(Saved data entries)
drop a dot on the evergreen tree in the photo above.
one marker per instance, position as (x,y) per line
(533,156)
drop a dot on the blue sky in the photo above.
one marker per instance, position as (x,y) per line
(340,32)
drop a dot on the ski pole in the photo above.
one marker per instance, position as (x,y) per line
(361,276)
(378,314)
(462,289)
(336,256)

*REQUIRED TASK*:
Reproduce every one of the records above, line for line and unchanged.

*SOLVED PROBLEM*:
drop a dot on the evergreen tree in the photo above.
one marker per instance, position as (x,y) per line
(533,156)
drop a dot on the blue sky in the photo above.
one marker per instance, position as (x,y) per line
(340,32)
drop a dot on the ski pole in the photo above.
one marker per instance, position as (x,y) per line
(361,276)
(378,314)
(462,289)
(336,256)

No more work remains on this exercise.